LESETEXT
----
Außerhalb der von der Strafrechtspflege verfolgten Zweckrichtungen finden sich freilich im Altertum einige gelegentlich vorkommende
Fälle, in denen Schuldige zur Bestrafung an das Ausland abgegeben oder bis in einen ausländischen Zufluchtsstaat verfolgt
werden. Die Verfolgung Hannibals durch die Römer,
[* 15] die häufig herbeigezogen wird, erscheint jedoch als
Akt rein praktischer Verfolgung eines besiegten Feindes, an dessen Vernichtung den Römern auch dann noch viel gelegen war,
als er den Oberbefehl über Armeen längst verloren hatte. Es ist selbstverständlich, daß das Asylrecht (s. Asyl) nicht bloß
der Bestrafung im Inland, sondern auch der Verfolgung durch ausländische Regierungen eine Schranke setzen
mußte.
Ebensowenig wie das klassische Altertum kennt das Mittelalter bestimmte Rechtsregeln für die Handhabung der Auslieferung. Jede der zahlreichen
Justizgewalten war eifersüchtig darauf bedacht, ihre Selbständigkeit zu wahren. Kaiser und Könige, Kirchen und Kloster, Grundherren,
Vasallen und Städte glaubten es sich und ihrer Würde schuldig zu sein, Rechtsflüchtige so lange zu beschirmen
und zu beherbergen, als es das eigne Interesse und die allgemeine Sicherheit irgend zuließen.
----
GEZEIGTE EINTRÄGE
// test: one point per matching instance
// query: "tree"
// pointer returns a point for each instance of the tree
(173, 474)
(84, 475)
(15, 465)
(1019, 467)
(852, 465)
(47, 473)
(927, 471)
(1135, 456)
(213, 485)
----
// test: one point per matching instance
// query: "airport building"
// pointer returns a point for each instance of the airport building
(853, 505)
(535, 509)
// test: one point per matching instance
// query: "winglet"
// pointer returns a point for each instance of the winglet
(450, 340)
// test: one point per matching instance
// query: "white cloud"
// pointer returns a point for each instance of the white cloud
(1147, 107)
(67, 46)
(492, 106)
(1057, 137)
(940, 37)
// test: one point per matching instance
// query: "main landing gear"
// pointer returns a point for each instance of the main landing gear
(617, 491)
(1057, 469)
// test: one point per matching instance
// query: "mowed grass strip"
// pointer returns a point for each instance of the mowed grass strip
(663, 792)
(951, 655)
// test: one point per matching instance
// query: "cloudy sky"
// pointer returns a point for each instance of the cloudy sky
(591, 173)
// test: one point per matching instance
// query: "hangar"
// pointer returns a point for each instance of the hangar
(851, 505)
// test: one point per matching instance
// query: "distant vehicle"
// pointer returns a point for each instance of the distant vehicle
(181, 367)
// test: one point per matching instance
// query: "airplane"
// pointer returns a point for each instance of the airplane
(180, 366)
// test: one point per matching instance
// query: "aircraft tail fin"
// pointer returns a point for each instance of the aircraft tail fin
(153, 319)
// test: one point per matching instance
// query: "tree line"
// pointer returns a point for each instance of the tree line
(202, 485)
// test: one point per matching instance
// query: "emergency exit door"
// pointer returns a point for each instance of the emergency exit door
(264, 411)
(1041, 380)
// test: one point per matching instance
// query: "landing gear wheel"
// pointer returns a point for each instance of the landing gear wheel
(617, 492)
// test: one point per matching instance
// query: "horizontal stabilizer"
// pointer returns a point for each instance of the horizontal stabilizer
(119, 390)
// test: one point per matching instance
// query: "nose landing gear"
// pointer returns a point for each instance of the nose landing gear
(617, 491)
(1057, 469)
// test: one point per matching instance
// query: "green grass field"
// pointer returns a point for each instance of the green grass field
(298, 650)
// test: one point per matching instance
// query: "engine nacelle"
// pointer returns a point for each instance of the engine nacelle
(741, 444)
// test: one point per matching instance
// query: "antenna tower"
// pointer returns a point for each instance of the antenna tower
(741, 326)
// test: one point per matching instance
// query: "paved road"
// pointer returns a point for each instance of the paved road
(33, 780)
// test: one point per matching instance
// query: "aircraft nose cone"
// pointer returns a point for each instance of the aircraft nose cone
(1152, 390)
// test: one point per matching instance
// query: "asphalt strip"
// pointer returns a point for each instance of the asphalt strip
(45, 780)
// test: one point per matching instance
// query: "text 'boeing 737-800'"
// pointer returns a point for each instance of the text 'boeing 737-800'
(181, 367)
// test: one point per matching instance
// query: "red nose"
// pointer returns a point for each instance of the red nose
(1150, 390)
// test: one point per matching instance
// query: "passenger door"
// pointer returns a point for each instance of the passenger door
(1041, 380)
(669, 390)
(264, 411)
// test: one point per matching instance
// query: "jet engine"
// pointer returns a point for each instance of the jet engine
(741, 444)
----
AUFGABEN
#1 Gib aus dem Text zur Auslieferung den Abschnitt von "Ebensowenig wie das" bis "Sicherheit irgend zuließen." wortgetreu wieder.
#2 Führe den Text zur Auslieferung im Anschluss an seinen letzten Satz fort.

LÖSUNGEN JE AUFGABE
#1
Ebensowenig wie das klassische Altertum kennt das Mittelalter bestimmte Rechtsregeln für die Handhabung der Auslieferung. Jede der zahlreichen
Justizgewalten war eifersüchtig darauf bedacht, ihre Selbständigkeit zu wahren. Kaiser und Könige, Kirchen und Kloster, Grundherren,
Vasallen und Städte glaubten es sich und ihrer Würde schuldig zu sein, Rechtsflüchtige so lange zu beschirmen
und zu beherbergen, als es das eigne Interesse und die allgemeine Sicherheit irgend zuließen.

#2
Das weit ausgedehnte Asylrecht der mittelalterlichen Kirchen wirkte für andre Lebenskreise vorbildlich. Auch darf nicht übersehen
werden, daß die herkömmlichen Vorstellungen von Gastfreundschaft und das durch barbarische Strafmittel
in jener Zeit herausgeforderte Mitleid dem Flüchtling überall zu statten kommen mußten. Auslieferung galt daher vielfach als Akt der
Schwäche gegenüber dem Andrängen andrer Staaten oder als feiger Verrat an Schutzflehenden, die seltener von dem Spruch einer
unparteiisch erwägenden Justiz als von der Rache mächtiger Verfolger bedroht waren. In demselben Maß,
wie in den größern Staaten, vornehmlich in Frankreich und in England, die
königliche Gewalt ständige Gerichtsorganisationen
herzustellen und zu führen vermochte oder das Gebiet der grundherrlichen und kirchlichen Justiz beschränkte, wuchs auch
die Erkenntnis, daß die Rechtspflege des Staates, unabhängig von lokalen Hindernissen und räumlichen
Schranken, eine allgemein menschliche Aufgabe zu erfüllen hat.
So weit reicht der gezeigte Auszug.